Crónica sedentaria
Por: Avelino Gómez
Las vi abrazadas, contentas, como si el mundo fuera limpio. Eran dos muchachas, lindas, con rostros recién lavado. Acaso serían las siete de la tarde. Yo caminaba por la calle, dejándome llevar por el paso presuroso del perro que saqué a pasear. O el perro me paseaba a mí —todavía no sé discernir estas cosas—. Encontré a las muchachas sentadas en el borde de la acera. Ellas se abrazaban: exhibían un cariño y un mensaje más auténtico que, por ejemplo, el reciente comunicado que emitió el rector de la universidad para justificar el cobro de cuotas escolares.
Eran dos chicas demostrando que la vida es capaz de ofrecer la quietud y la generosidad de muchas formas. Una de ellas aparentaba ser la fuerte, la más ruda, pero también la más sencilla. La otra tenía una belleza complicada, como de colegiala que acaban de expulsar de clases. Las dos estaban tan quietas, centradas en sí mismas, y en las palabras que una a otra se decían.
A esa hora y por esa calle apenas caminaban dos o tres personas y nadie resaltaba del paisaje, salvo las dos muchachas sentadas en la acera. Pocos tuvieron la suerte de presenciar, por un instante, las caricias apacibles y centradas que una a otra se ofrecían, ya en la mejilla, ya en las manos, ya en el pelo. Hacía días que no veía ese lado de la condición humana. Pensé: estas chicas son de las que resisten, las que pelea y plantan cara a los absurdos, a los abusos. Y qué bueno por ellas y qué bueno por todos. A esas edad toda lucha contra las convenciones es necesaria, imprescindible, legítima. Ya después, a otra edad, esas luchas a veces se contaminan de conveniencias.
El mundo cambia cuando dos se besan, escribió Octavio Paz durante algún destello. Bien, pues esa tarde, en efecto, el mundo parecía limpio, como acaso ya lo dije al principio. ¿Qué hay en dos chicas que se abrazan ? ¿Qué hay cuando la vida parece ser pura ternura para dos? Nada. No hay nada. Pero sin embargo todo se recompone. La pandemia deja de ser pandemia, las ideologías políticas carecen de sentido práctico y ya no importa lo que diga un rector en su defensa o un candidato en su promesa. Junto a ellas no había ni moral ni ese odio pesado que los demás suelen ladrar. Ellas no eran de las que se rinden, de las que caen para quedarse llorando en el suelo. Parecían contenerse una en otra, dándose la fortaleza que alguien en solitario jamás tendría.

****************************************

> [COMPRUEBA TU COMPRENSIÓN]
(1) ¿A quién atribuye la crónica la frase «El mundo cambia cuando dos se besan»?
(2) Transcribe literalmente el pasaje de la crónica que comienza en "El mundo cambia" y termina en "solitario jamás tendría.".

****************************************

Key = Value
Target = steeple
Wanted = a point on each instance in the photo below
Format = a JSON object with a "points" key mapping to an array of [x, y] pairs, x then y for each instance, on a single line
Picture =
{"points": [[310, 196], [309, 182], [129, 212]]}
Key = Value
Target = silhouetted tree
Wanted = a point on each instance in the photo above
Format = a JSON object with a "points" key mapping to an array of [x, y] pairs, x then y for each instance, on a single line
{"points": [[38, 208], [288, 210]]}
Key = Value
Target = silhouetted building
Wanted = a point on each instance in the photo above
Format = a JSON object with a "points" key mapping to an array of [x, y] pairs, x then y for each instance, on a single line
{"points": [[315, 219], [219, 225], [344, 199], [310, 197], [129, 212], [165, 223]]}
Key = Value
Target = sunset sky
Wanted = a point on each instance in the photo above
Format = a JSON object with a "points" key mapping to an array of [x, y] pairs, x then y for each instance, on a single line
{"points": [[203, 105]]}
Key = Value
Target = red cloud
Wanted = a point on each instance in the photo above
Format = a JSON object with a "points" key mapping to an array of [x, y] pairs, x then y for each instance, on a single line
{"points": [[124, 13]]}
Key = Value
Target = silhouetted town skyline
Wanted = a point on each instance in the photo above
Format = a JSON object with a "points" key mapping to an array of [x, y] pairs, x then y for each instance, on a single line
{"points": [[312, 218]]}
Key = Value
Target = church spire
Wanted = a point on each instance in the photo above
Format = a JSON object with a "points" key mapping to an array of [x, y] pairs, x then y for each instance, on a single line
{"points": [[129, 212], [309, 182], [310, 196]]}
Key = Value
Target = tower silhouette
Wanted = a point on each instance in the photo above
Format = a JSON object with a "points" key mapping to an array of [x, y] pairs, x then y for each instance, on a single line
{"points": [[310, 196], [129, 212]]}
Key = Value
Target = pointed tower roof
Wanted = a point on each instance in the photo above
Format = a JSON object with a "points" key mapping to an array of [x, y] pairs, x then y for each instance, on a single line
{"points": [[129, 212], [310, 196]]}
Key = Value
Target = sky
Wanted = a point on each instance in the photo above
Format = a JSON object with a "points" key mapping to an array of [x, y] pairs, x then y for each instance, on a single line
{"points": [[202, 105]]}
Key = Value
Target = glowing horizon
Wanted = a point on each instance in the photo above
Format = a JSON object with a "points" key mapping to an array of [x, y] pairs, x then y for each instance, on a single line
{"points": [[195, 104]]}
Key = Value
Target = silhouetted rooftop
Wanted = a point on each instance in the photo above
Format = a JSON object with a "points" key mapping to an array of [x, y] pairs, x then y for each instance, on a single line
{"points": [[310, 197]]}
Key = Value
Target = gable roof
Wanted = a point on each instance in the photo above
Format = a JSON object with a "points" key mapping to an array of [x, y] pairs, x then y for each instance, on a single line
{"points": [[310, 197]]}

****************************************

> [RESPUESTAS]
(1) A Octavio Paz.

(2)
El mundo cambia cuando dos se besan, escribió Octavio Paz durante algún destello. Bien, pues esa tarde, en efecto, el mundo parecía limpio, como acaso ya lo dije al principio. ¿Qué hay en dos chicas que se abrazan ? ¿Qué hay cuando la vida parece ser pura ternura para dos? Nada. No hay nada. Pero sin embargo todo se recompone. La pandemia deja de ser pandemia, las ideologías políticas carecen de sentido práctico y ya no importa lo que diga un rector en su defensa o un candidato en su promesa. Junto a ellas no había ni moral ni ese odio pesado que los demás suelen ladrar. Ellas no eran de las que se rinden, de las que caen para quedarse llorando en el suelo. Parecían contenerse una en otra, dándose la fortaleza que alguien en solitario jamás tendría.